• [SOURCE MATERIAL]:
┄┄┄┄┄┄┄┄┄┄┄┄┄┄┄┄┄┄┄┄
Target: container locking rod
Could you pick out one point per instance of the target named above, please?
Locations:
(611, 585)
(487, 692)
┄┄┄┄┄┄┄┄┄┄┄┄┄┄┄┄┄┄┄┄
• [EXERCISE GOAL]:
Exact reproduction of every entry is needed.

• [SOLUTION FOR THIS EXERCISE]:
Target: container locking rod
Could you pick out one point per instance of the target named above, please?
Locations:
(611, 585)
(487, 692)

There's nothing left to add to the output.